### [TEXTE DE LA PAGE]
┄┄┄┄┄┄

42     Deuxièmement, on a plaidé auprès de l’agente que, compte tenu de leur lien étroit et du soutien matériel et émotionnel que Mme Hawthorne a apporté à Suzette alors que celle-ci s’adaptait à son nouvel environnement social et éducationnel au Canada, il serait contraire à l’intérêt supérieur de Suzette de la priver de la présence de sa mère. L’agente a répondu qu’il ne serait pas particulièrement difficile pour Suzette de demeurer au Canada sans sa mère, puisqu’elle a été séparée de Mme Hawthorne pendant sept ans avant son arrivée au Canada en 1999.

 

43     Encore là, en omettant de déterminer et de circonscrire l’intérêt supérieur de Suzette au moment de la décision, l’agente a comparé la gravité du renvoi de sa mère à la période antérieure de séparation. La comparaison pertinente se trouve à être le rôle crucial que joue sa mère dans la vie que Suzette mène au Canada, ainsi que l’incidence qu’a sur son intérêt supérieur le fait de vivre dans un nouveau pays sans sa mère ou d’autres parents disposés à assumer le rôle de sa mère absente, comme ses grands-mères l’avaient fait en Jamaïque lorsque Mme Hawthorne a quitté pour le Canada.

┄┄┄┄┄┄

### [EXTRAITS DES LIGNES]
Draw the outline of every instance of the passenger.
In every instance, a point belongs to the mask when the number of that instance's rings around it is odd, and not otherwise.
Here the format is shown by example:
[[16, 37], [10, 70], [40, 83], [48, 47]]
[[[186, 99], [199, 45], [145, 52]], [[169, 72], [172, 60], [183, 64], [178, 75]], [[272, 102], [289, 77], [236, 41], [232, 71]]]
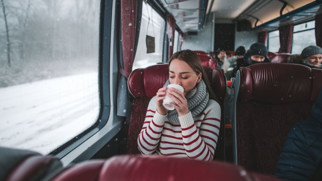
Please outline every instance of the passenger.
[[215, 58], [217, 60], [217, 68], [222, 68], [224, 62], [227, 59], [226, 51], [223, 49], [218, 49], [216, 52]]
[[232, 53], [229, 51], [226, 52], [226, 59], [228, 59], [232, 57]]
[[311, 45], [303, 49], [301, 53], [300, 64], [311, 68], [322, 69], [322, 49]]
[[308, 181], [322, 161], [322, 87], [312, 115], [290, 130], [277, 161], [276, 176], [285, 180]]
[[234, 56], [228, 58], [225, 61], [223, 66], [223, 69], [225, 72], [228, 70], [228, 68], [230, 68], [231, 69], [235, 68], [236, 65], [236, 61], [239, 58], [242, 58], [246, 51], [245, 47], [243, 46], [239, 46], [237, 47], [235, 51]]
[[[169, 60], [169, 79], [150, 101], [137, 138], [143, 155], [212, 160], [220, 125], [221, 108], [212, 91], [199, 57], [187, 50]], [[175, 104], [169, 111], [162, 105], [166, 86], [178, 84], [183, 93], [169, 88]]]
[[267, 48], [261, 43], [255, 43], [251, 45], [249, 50], [242, 58], [236, 60], [237, 65], [233, 69], [227, 71], [225, 74], [227, 80], [235, 77], [237, 70], [243, 67], [260, 63], [270, 62], [270, 60], [267, 57]]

┄┄┄┄┄┄

### [CONSIGNE A]
Recopiez le texte sur l'intérêt supérieur de Suzette depuis « 43     Encore là, en » jusqu'à « pour le Canada. » inclus.
### [CONSIGNE B]
Écrivez la suite du texte sur l'intérêt supérieur de Suzette en reprenant après sa dernière phrase.

### [RÉPONSE RÉDIGÉE A]
43     Encore là, en omettant de déterminer et de circonscrire l’intérêt supérieur de Suzette au moment de la décision, l’agente a comparé la gravité du renvoi de sa mère à la période antérieure de séparation. La comparaison pertinente se trouve à être le rôle crucial que joue sa mère dans la vie que Suzette mène au Canada, ainsi que l’incidence qu’a sur son intérêt supérieur le fait de vivre dans un nouveau pays sans sa mère ou d’autres parents disposés à assumer le rôle de sa mère absente, comme ses grands-mères l’avaient fait en Jamaïque lorsque Mme Hawthorne a quitté pour le Canada.

### [RÉPONSE RÉDIGÉE B]
44     À mon avis, la façon dont l’agente a abordé ces questions dénote qu’elle n’a pas été « récepti[ve], attenti[ve] et sensible » à l’intérêt supérieur de Suzette. L’agente a évalué le degré de préjudice qu’entraînerait le renvoi de Mme Hawthorne à l’égard de Suzette en tenant compte des conditions de vie de Suzette avant qu’elle ne devienne résidente permanente au Canada, plutôt que de se référer au préjudice qui serait causé à son intérêt supérieur actuel. La jurisprudence sur l’intérêt supérieur de l’enfant dans le cadre des litiges en matière de garde (notamment Young c. Young, [1993] 4 R.C.S. 3, et P. (D.) c. S. (C.), [1993] 4 R.C.S. 141) ainsi que les diverses dispositions de la Convention relative aux droits de l’enfant énoncent indirectement des règles sur l’éventail des considérations qui constituent l’intérêt supérieur de l’enfant dans le contexte des demandes de considérations humanitaires.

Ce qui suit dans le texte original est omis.